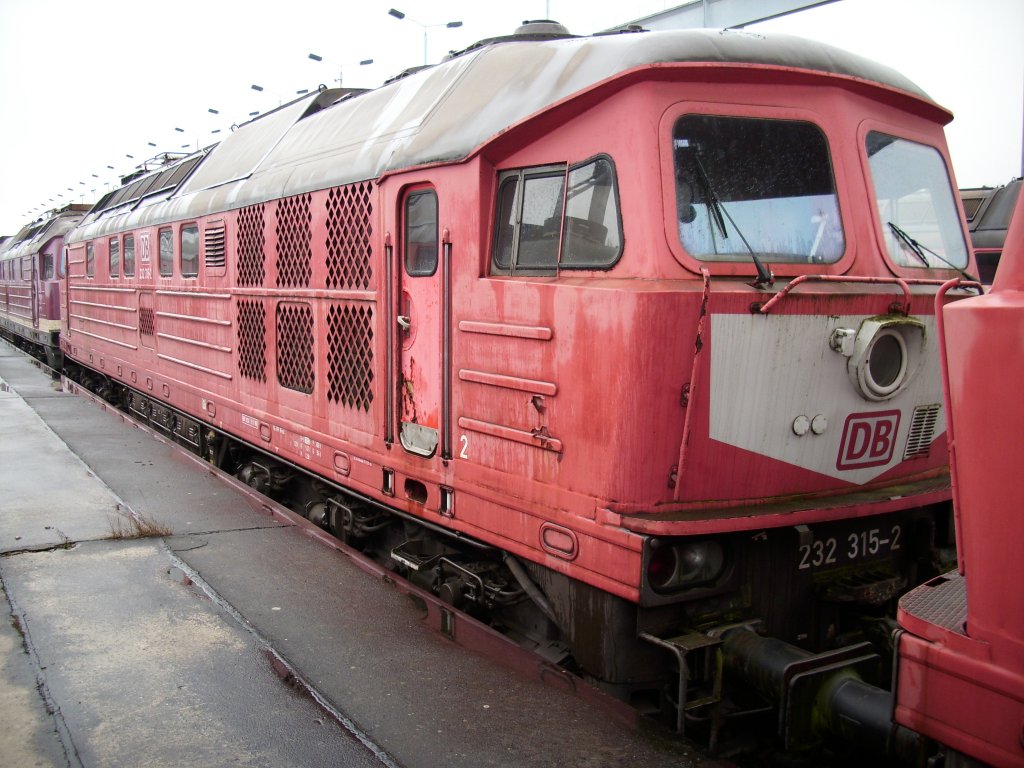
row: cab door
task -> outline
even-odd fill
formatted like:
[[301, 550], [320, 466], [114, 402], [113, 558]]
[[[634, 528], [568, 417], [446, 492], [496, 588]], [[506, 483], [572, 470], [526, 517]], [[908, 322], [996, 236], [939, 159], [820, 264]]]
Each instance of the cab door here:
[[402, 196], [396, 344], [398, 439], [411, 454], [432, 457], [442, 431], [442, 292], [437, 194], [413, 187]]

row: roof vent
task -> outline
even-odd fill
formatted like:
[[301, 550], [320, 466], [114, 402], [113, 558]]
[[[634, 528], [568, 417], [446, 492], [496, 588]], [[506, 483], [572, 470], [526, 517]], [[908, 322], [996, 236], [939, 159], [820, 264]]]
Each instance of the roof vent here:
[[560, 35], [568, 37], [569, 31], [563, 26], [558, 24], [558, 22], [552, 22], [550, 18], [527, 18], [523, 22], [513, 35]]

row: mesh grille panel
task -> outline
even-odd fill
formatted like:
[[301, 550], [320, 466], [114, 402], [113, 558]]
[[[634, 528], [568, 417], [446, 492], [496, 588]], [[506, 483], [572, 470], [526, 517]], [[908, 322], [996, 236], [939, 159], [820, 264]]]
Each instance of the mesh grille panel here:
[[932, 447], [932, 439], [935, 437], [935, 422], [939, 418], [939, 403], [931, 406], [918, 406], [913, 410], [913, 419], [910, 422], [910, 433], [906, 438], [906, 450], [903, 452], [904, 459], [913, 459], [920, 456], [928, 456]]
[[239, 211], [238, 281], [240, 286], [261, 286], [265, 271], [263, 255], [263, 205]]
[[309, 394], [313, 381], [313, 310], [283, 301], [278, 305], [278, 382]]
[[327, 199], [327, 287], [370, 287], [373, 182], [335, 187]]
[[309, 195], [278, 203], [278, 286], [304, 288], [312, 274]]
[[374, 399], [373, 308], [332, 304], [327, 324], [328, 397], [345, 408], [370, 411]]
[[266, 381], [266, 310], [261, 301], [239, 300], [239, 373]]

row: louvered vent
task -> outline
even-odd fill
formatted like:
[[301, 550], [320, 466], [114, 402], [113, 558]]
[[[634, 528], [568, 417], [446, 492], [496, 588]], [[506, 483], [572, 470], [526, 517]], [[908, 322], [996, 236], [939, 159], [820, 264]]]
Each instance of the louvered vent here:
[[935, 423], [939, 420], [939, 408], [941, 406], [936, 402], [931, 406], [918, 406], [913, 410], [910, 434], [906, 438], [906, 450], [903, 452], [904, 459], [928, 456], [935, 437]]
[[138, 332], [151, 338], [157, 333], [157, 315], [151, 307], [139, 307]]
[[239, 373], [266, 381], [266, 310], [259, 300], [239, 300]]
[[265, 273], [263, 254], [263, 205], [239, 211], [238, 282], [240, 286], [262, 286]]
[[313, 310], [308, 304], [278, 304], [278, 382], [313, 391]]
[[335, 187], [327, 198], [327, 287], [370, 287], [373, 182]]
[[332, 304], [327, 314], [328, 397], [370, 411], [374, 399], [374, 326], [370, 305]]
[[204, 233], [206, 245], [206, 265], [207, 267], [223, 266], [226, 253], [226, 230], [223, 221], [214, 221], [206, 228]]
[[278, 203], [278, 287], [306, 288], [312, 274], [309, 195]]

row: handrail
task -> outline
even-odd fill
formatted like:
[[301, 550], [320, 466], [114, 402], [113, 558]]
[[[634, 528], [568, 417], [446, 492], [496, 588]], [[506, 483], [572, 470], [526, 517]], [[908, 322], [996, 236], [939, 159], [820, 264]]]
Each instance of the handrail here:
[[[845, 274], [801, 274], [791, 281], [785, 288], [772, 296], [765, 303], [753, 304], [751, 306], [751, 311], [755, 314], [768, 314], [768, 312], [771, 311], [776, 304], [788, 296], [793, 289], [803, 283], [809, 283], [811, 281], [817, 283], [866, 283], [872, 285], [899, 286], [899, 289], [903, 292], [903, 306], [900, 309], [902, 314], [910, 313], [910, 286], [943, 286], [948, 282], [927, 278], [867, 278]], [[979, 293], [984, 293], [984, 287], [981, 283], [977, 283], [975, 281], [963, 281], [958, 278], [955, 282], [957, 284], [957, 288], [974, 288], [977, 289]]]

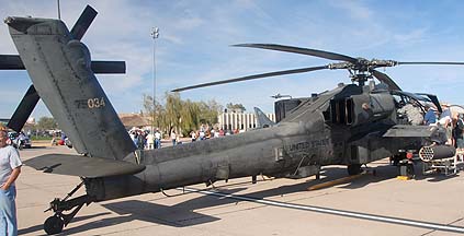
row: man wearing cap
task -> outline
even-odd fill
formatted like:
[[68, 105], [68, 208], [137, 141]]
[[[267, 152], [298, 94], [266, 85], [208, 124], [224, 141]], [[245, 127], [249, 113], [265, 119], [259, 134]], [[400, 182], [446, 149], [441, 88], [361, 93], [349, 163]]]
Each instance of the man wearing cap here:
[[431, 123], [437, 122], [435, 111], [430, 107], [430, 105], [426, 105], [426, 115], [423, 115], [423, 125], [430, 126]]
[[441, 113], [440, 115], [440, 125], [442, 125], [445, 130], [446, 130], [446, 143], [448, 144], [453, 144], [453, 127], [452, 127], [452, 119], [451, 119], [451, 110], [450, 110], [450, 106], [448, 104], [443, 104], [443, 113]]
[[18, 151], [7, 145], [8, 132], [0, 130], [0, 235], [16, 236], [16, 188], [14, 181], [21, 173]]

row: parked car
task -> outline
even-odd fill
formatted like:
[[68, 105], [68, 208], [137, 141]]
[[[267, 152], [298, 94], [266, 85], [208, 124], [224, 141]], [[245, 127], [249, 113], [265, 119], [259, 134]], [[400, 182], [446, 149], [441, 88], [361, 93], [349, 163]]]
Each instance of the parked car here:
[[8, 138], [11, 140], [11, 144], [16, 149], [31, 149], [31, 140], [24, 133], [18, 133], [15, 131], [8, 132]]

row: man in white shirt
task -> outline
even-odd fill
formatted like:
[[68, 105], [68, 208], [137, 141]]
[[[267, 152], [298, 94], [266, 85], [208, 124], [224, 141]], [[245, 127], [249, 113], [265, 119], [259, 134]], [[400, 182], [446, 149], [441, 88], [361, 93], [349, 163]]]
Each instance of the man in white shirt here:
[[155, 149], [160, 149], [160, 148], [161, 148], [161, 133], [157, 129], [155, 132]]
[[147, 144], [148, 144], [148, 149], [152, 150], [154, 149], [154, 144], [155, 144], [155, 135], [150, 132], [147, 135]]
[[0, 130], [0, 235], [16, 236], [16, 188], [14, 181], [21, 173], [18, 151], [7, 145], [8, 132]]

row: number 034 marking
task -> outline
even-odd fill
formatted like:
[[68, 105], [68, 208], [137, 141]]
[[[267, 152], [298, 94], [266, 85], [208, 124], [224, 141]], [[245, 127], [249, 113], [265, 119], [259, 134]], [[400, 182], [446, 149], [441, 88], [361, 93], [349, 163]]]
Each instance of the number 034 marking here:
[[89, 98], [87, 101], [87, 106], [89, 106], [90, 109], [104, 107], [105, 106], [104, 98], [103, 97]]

****************

Arrange every line of the rows above as a JSON list of strings, with one string per line, skipping blank lines and leaving out the pictures.

The reply:
[
  "row: cab door",
  "task -> outline",
  "even-odd fill",
  "formatted like:",
  "[[301, 550], [320, 466], [114, 402], [113, 558]]",
  "[[[634, 528], [568, 417], [446, 492], [496, 588]], [[506, 483], [572, 470], [526, 517]], [[908, 322], [996, 236], [939, 159], [820, 264]]]",
  "Each instance of the cab door here:",
  "[[402, 196], [396, 344], [398, 439], [411, 454], [432, 457], [442, 431], [442, 292], [437, 194], [413, 187]]",
  "row: roof vent",
  "task -> outline",
  "even-odd fill",
  "formatted like:",
  "[[301, 550], [320, 466], [114, 402], [113, 558]]",
  "[[[634, 528], [568, 417], [446, 492], [496, 588]], [[506, 483], [572, 470], [526, 517]], [[908, 322], [996, 236], [939, 159], [820, 264]]]",
  "Each instance of the roof vent here:",
  "[[560, 35], [568, 37], [569, 31], [563, 26], [558, 24], [558, 22], [552, 22], [550, 18], [527, 18], [523, 22], [513, 35]]",
  "row: mesh grille panel",
  "task -> outline",
  "even-odd fill",
  "formatted like:",
  "[[301, 550], [320, 466], [114, 402], [113, 558]]",
  "[[[634, 528], [568, 417], [446, 492], [496, 588]], [[506, 483], [572, 470], [526, 517]], [[908, 322], [996, 236], [939, 159], [820, 264]]]",
  "Each instance of the mesh grille panel here:",
  "[[932, 447], [932, 439], [935, 437], [935, 422], [939, 418], [939, 403], [931, 406], [918, 406], [913, 410], [913, 419], [910, 422], [910, 433], [906, 438], [906, 450], [903, 452], [904, 459], [913, 459], [920, 456], [928, 456]]",
  "[[239, 211], [238, 281], [240, 286], [261, 286], [265, 271], [263, 255], [263, 205]]",
  "[[309, 394], [313, 381], [313, 310], [283, 301], [278, 305], [278, 382]]",
  "[[327, 199], [327, 287], [370, 287], [373, 182], [335, 187]]",
  "[[309, 195], [278, 203], [278, 286], [304, 288], [312, 274]]",
  "[[374, 399], [373, 308], [332, 304], [327, 324], [328, 397], [345, 408], [370, 411]]",
  "[[266, 381], [266, 310], [261, 301], [239, 300], [239, 373]]",
  "row: louvered vent",
  "task -> outline",
  "even-odd fill",
  "formatted like:",
  "[[301, 550], [320, 466], [114, 402], [113, 558]]",
  "[[[634, 528], [568, 417], [446, 492], [496, 588]], [[506, 483], [572, 470], [526, 517]], [[908, 322], [996, 236], [939, 159], [820, 264]]]",
  "Each instance of the louvered vent here:",
  "[[935, 423], [939, 420], [939, 408], [941, 406], [936, 402], [931, 406], [918, 406], [913, 410], [910, 434], [906, 438], [906, 450], [903, 452], [904, 459], [928, 456], [935, 437]]",
  "[[138, 332], [151, 338], [157, 333], [157, 315], [151, 307], [139, 307]]",
  "[[239, 373], [266, 381], [266, 310], [259, 300], [239, 300]]",
  "[[265, 273], [263, 254], [263, 205], [239, 211], [238, 282], [240, 286], [262, 286]]",
  "[[313, 310], [308, 304], [278, 304], [278, 382], [313, 391]]",
  "[[335, 187], [327, 198], [327, 287], [370, 287], [373, 182]]",
  "[[332, 304], [327, 314], [328, 397], [370, 411], [374, 399], [374, 326], [370, 305]]",
  "[[204, 233], [206, 245], [206, 265], [207, 267], [223, 266], [226, 253], [226, 230], [223, 221], [214, 221], [206, 228]]",
  "[[278, 203], [278, 287], [306, 288], [312, 274], [309, 195]]",
  "row: handrail",
  "task -> outline",
  "even-odd fill",
  "formatted like:",
  "[[301, 550], [320, 466], [114, 402], [113, 558]]",
  "[[[634, 528], [568, 417], [446, 492], [496, 588]], [[506, 483], [572, 470], [526, 517]], [[908, 322], [996, 236], [939, 159], [820, 264]]]",
  "Each instance of the handrail here:",
  "[[[845, 274], [801, 274], [791, 281], [785, 288], [772, 296], [765, 303], [753, 304], [751, 306], [751, 311], [755, 314], [768, 314], [768, 312], [771, 311], [776, 304], [788, 296], [793, 289], [803, 283], [809, 283], [811, 281], [817, 283], [866, 283], [872, 285], [899, 286], [899, 289], [903, 292], [903, 306], [900, 309], [902, 314], [910, 313], [910, 286], [943, 286], [948, 282], [927, 278], [867, 278]], [[979, 293], [984, 293], [984, 287], [981, 283], [977, 283], [975, 281], [963, 281], [958, 278], [955, 282], [957, 284], [957, 288], [974, 288], [977, 289]]]",
  "row: man wearing cap",
  "task -> outline",
  "even-odd fill",
  "formatted like:",
  "[[68, 105], [68, 208], [137, 141]]",
  "[[[267, 152], [298, 94], [266, 85], [208, 124], [224, 141]], [[245, 127], [249, 113], [265, 119], [259, 134]], [[400, 182], [446, 149], [441, 88], [361, 93], [349, 163]]]",
  "Each instance of the man wearing cap here:",
  "[[431, 123], [437, 122], [435, 111], [430, 107], [430, 105], [426, 105], [426, 115], [423, 115], [423, 125], [430, 126]]",
  "[[441, 113], [440, 115], [440, 125], [442, 125], [445, 130], [446, 130], [446, 143], [448, 144], [453, 144], [453, 127], [452, 127], [452, 119], [451, 119], [451, 110], [450, 110], [450, 106], [448, 104], [443, 104], [443, 113]]",
  "[[18, 151], [7, 145], [8, 132], [0, 130], [0, 235], [16, 236], [16, 188], [14, 181], [21, 173]]",
  "row: parked car",
  "task -> outline",
  "even-odd fill",
  "formatted like:",
  "[[68, 105], [68, 208], [137, 141]]",
  "[[[267, 152], [298, 94], [266, 85], [208, 124], [224, 141]], [[245, 127], [249, 113], [265, 119], [259, 134]], [[400, 182], [446, 149], [441, 88], [361, 93], [349, 163]]]",
  "Each instance of the parked car here:",
  "[[8, 138], [11, 140], [11, 144], [16, 149], [31, 149], [31, 140], [24, 133], [18, 133], [15, 131], [8, 132]]",
  "row: man in white shirt",
  "task -> outline",
  "even-odd fill",
  "formatted like:",
  "[[68, 105], [68, 208], [137, 141]]",
  "[[[267, 152], [298, 94], [266, 85], [208, 124], [224, 141]], [[245, 127], [249, 113], [265, 119], [259, 134]], [[400, 182], [446, 149], [441, 88], [361, 93], [349, 163]]]",
  "Each instance of the man in white shirt here:",
  "[[155, 149], [160, 149], [160, 148], [161, 148], [161, 133], [157, 129], [155, 132]]",
  "[[147, 144], [148, 144], [148, 149], [152, 150], [154, 149], [154, 144], [155, 144], [155, 135], [150, 132], [147, 135]]",
  "[[0, 130], [0, 235], [16, 236], [16, 188], [14, 181], [21, 173], [18, 151], [7, 145], [8, 132]]",
  "row: number 034 marking",
  "task -> outline",
  "even-odd fill",
  "formatted like:",
  "[[68, 105], [68, 208], [137, 141]]",
  "[[[267, 152], [298, 94], [266, 85], [208, 124], [224, 141]], [[245, 127], [249, 113], [265, 119], [259, 134]], [[400, 182], [446, 149], [441, 88], [361, 93], [349, 163]]]",
  "Each instance of the number 034 marking here:",
  "[[89, 98], [87, 101], [87, 106], [89, 106], [90, 109], [104, 107], [105, 106], [104, 98], [103, 97]]"
]